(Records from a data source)
====
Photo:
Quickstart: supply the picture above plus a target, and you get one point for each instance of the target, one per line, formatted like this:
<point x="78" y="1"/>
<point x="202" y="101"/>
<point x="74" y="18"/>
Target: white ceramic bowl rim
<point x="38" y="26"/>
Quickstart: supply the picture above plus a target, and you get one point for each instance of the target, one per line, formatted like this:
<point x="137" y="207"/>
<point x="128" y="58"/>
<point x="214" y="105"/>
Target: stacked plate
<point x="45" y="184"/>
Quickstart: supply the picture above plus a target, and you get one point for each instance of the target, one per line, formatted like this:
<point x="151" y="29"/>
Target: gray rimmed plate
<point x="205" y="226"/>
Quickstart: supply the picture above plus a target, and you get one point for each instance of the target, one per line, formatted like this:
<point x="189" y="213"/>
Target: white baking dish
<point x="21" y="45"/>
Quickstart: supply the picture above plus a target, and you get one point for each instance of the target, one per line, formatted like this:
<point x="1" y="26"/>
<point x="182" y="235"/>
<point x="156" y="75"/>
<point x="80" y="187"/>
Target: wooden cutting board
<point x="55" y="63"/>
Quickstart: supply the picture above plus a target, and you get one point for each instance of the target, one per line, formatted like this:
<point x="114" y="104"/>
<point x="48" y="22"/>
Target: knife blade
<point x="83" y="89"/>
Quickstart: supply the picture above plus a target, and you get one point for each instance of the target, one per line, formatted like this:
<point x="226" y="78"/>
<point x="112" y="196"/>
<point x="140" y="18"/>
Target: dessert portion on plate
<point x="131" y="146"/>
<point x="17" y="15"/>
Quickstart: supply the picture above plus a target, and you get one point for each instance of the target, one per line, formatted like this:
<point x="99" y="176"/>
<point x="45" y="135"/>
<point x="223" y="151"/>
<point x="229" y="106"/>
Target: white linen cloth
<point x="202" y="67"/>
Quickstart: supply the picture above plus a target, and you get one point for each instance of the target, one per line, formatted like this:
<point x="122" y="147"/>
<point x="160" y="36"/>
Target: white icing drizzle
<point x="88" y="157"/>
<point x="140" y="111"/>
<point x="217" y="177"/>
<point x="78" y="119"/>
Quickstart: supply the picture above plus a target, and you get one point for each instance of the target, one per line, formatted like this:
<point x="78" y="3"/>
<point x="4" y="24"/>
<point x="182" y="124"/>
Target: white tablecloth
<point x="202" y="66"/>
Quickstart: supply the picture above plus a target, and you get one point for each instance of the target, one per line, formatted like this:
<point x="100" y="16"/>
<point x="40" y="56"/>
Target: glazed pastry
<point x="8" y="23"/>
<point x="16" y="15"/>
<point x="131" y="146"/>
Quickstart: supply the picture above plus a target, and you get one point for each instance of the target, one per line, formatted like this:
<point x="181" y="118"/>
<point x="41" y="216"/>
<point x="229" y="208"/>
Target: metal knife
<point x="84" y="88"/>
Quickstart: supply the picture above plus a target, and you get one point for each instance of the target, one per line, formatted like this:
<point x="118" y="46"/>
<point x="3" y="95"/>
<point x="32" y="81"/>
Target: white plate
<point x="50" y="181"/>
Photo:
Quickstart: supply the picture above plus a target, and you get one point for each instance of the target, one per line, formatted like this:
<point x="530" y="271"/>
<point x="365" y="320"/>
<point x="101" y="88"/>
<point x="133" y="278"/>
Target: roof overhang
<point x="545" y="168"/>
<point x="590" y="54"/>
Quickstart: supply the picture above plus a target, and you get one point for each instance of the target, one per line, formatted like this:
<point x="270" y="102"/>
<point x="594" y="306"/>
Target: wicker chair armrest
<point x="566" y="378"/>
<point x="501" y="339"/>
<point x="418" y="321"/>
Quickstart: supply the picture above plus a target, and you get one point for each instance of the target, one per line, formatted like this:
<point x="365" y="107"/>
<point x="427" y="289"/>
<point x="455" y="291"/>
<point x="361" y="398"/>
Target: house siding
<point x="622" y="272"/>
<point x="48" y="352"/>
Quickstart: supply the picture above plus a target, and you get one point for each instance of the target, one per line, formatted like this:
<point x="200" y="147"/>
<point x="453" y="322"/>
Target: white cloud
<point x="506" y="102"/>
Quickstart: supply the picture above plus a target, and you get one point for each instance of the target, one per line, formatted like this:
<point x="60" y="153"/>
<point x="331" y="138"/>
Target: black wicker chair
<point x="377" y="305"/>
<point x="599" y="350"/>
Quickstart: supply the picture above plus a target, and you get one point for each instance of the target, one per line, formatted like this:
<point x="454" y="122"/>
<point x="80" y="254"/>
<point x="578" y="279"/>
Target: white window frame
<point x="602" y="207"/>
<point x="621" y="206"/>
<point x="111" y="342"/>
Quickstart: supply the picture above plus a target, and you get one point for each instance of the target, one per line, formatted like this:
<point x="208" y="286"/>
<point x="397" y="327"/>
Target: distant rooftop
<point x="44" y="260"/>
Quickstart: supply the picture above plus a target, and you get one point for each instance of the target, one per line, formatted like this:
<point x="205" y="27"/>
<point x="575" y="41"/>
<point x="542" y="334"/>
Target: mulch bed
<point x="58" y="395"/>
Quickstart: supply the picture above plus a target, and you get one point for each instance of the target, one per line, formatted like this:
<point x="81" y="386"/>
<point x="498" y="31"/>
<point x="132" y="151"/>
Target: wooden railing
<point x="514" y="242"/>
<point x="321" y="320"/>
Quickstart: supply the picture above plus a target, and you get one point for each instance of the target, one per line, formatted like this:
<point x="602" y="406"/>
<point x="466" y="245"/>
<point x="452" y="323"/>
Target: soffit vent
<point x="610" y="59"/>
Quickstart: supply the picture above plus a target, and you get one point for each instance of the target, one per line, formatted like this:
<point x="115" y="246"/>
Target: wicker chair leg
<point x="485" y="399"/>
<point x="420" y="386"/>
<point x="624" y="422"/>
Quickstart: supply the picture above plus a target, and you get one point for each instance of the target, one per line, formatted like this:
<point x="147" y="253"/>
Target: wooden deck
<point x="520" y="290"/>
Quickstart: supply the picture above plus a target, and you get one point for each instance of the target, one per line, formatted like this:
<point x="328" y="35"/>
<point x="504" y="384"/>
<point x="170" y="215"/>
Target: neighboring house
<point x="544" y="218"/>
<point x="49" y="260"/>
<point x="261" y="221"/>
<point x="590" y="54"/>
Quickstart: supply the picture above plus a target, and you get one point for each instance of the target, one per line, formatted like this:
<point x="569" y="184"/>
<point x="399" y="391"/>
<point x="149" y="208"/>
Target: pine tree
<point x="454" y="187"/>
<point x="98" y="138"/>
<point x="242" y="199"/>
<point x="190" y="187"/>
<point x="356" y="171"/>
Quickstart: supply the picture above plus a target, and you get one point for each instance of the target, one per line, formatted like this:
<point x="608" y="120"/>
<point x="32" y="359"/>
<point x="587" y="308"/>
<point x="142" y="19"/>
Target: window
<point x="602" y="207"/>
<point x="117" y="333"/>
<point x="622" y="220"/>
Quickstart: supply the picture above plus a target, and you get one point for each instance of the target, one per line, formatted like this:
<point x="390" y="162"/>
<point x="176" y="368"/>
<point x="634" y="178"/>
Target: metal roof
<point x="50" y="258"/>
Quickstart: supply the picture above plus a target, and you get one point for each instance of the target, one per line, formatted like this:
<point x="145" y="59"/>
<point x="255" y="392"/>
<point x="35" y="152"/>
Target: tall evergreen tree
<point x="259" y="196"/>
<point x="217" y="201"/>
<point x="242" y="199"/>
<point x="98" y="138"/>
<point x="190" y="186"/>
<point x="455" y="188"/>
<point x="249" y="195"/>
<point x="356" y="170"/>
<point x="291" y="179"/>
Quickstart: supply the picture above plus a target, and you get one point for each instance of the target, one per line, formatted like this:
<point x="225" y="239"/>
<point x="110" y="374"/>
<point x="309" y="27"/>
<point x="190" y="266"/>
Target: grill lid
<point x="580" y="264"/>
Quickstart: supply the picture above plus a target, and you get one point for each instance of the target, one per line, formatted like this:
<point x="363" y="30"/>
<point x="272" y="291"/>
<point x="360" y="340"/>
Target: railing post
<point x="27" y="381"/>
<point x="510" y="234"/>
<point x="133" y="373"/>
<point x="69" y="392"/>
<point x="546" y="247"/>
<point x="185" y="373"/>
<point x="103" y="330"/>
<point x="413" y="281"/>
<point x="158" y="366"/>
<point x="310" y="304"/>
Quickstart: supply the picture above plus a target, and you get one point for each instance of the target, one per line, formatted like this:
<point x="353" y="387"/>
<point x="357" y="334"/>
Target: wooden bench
====
▶ _Aim of the task_:
Could you write out, exactly, each line of the data above from the one containing "Target: grill lid" through the last, including both?

▶ _Exercise output_:
Target: grill lid
<point x="580" y="264"/>
Quickstart: supply the picture above plus a target, and you get one point for each instance of the target, one per line, formatted like this:
<point x="363" y="30"/>
<point x="272" y="291"/>
<point x="360" y="340"/>
Target: railing post
<point x="27" y="381"/>
<point x="510" y="234"/>
<point x="133" y="373"/>
<point x="69" y="392"/>
<point x="546" y="247"/>
<point x="185" y="373"/>
<point x="103" y="330"/>
<point x="413" y="281"/>
<point x="158" y="366"/>
<point x="310" y="304"/>
Quickstart: supply the picture above plus a target, and you get one point for each instance of the target, one per line, formatted like this:
<point x="353" y="387"/>
<point x="357" y="334"/>
Target: wooden bench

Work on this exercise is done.